Count the lines in the records that contain the string "young". Reply with the number alone.

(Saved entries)
++++++++++
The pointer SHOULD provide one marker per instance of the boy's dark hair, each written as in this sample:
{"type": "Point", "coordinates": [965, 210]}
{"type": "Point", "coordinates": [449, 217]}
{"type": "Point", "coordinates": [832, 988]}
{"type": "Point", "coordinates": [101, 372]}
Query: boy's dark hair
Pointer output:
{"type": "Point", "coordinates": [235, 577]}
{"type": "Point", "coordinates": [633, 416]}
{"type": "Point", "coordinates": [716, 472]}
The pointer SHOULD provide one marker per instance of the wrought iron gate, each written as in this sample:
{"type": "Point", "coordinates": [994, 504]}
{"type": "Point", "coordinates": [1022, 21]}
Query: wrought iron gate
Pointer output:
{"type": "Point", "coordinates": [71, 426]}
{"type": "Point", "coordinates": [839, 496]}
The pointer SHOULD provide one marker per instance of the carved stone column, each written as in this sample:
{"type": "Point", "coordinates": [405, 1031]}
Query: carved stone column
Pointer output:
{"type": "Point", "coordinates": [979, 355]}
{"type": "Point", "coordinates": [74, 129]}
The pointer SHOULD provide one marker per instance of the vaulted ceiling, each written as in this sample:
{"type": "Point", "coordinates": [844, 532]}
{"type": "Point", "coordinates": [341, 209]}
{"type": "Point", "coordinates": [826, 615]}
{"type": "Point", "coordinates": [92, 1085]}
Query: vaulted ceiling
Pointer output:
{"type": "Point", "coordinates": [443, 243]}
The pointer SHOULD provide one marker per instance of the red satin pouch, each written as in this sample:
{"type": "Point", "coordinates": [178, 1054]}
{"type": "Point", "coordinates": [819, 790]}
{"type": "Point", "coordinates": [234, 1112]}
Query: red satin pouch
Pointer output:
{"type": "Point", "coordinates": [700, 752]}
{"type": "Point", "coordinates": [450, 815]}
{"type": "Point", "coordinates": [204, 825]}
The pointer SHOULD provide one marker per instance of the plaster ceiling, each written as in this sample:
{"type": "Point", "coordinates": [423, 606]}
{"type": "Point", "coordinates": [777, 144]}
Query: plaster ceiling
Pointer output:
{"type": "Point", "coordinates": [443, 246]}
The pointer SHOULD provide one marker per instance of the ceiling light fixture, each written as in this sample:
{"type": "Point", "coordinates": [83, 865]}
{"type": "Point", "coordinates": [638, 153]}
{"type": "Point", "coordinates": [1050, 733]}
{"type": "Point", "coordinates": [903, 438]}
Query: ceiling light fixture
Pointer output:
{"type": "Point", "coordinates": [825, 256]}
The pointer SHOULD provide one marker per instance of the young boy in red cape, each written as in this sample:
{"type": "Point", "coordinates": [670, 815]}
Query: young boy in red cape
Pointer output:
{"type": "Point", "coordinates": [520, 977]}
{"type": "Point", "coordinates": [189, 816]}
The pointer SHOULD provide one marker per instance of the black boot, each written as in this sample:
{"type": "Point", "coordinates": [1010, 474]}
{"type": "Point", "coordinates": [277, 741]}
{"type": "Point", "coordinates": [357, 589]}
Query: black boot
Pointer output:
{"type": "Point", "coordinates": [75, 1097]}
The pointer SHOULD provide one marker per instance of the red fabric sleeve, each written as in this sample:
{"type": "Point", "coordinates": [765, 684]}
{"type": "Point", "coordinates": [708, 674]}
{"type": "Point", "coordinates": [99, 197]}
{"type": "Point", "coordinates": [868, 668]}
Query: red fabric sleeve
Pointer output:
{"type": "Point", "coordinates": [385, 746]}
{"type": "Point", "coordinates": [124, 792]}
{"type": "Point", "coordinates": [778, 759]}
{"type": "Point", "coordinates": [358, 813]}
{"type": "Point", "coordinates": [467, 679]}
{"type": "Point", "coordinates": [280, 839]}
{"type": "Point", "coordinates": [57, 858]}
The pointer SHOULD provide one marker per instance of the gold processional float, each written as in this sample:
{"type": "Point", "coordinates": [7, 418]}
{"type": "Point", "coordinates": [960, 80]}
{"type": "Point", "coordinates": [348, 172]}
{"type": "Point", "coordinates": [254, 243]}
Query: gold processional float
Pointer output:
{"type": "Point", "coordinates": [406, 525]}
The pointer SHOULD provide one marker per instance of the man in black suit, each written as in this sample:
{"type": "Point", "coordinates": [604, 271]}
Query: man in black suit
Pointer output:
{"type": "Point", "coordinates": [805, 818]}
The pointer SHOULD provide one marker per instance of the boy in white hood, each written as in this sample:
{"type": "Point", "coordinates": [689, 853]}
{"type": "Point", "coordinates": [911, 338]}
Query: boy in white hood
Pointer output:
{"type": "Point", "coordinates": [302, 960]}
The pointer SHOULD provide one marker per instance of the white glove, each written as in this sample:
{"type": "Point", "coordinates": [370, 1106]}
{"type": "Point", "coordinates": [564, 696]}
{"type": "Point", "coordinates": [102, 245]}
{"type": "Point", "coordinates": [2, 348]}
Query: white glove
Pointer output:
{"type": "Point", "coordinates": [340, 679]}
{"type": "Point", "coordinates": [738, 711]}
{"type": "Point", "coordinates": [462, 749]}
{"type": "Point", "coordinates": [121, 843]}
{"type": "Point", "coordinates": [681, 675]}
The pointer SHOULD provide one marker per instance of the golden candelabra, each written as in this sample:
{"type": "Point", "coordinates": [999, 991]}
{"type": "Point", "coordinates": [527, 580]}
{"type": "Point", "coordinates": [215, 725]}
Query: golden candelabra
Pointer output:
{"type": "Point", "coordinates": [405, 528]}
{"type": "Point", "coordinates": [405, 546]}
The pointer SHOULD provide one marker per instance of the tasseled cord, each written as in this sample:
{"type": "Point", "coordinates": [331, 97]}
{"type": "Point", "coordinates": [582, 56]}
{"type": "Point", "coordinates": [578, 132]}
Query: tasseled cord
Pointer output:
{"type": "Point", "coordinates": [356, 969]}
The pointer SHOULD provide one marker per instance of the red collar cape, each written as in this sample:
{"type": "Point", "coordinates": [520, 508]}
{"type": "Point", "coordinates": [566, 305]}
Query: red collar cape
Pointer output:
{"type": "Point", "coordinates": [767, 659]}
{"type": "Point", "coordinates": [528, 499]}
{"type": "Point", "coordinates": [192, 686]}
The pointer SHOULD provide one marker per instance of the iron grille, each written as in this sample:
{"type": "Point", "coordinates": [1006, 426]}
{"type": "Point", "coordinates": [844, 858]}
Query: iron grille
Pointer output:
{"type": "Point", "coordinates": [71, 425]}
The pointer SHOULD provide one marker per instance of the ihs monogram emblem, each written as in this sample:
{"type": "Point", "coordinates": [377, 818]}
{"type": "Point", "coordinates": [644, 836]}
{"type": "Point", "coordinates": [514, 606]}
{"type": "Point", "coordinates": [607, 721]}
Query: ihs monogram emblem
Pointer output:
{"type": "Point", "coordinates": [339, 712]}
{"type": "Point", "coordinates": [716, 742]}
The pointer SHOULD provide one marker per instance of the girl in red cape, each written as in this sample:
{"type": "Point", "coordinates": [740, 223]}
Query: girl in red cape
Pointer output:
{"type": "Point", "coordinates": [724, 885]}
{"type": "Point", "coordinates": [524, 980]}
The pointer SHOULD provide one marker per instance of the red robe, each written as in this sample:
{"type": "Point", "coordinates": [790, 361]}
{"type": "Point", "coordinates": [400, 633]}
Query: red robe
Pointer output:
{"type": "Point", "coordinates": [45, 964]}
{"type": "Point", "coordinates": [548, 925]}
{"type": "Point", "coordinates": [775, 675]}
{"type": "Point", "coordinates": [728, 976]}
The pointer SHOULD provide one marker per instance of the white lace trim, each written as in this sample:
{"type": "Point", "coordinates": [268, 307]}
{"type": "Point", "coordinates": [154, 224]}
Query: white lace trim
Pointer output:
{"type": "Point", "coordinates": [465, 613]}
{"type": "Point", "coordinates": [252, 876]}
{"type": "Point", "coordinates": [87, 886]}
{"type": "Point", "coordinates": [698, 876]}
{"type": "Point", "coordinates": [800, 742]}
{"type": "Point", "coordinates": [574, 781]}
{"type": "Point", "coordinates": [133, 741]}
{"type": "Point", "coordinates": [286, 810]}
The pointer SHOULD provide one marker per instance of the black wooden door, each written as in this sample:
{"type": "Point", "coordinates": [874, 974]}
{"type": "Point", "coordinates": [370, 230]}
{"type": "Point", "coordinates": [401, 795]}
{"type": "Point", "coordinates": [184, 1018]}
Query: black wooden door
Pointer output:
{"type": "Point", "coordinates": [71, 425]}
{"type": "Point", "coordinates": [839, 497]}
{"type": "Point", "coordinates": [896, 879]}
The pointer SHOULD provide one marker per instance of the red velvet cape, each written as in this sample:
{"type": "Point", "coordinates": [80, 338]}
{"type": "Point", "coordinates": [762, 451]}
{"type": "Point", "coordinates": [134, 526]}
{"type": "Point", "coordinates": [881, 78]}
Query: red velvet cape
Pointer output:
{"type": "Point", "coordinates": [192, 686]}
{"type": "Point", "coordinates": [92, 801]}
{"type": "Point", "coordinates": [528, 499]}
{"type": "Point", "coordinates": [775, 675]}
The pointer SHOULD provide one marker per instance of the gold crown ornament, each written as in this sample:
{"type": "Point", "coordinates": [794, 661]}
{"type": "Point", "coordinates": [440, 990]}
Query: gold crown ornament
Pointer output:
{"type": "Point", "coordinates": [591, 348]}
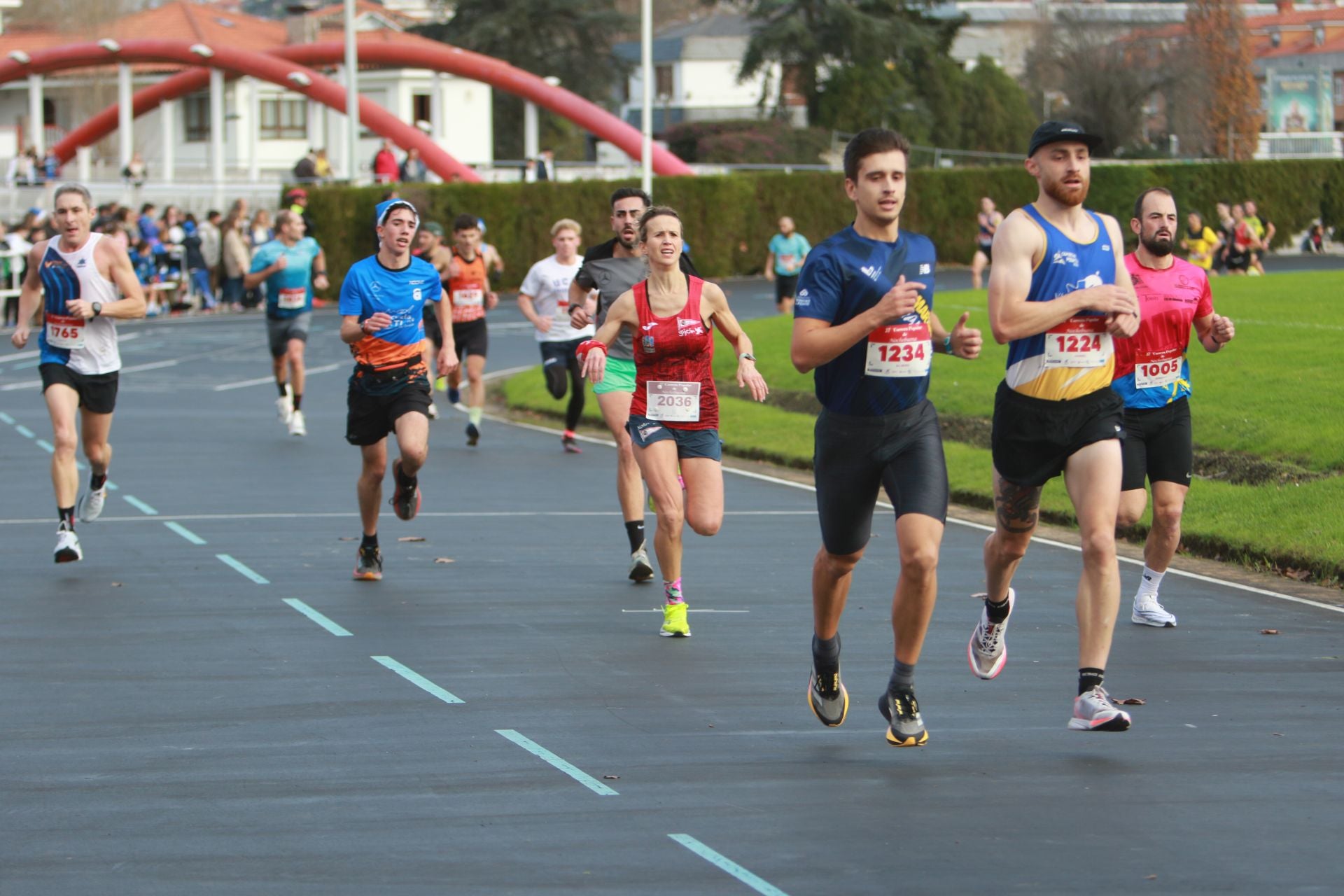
++++++++++
- Problem solution:
2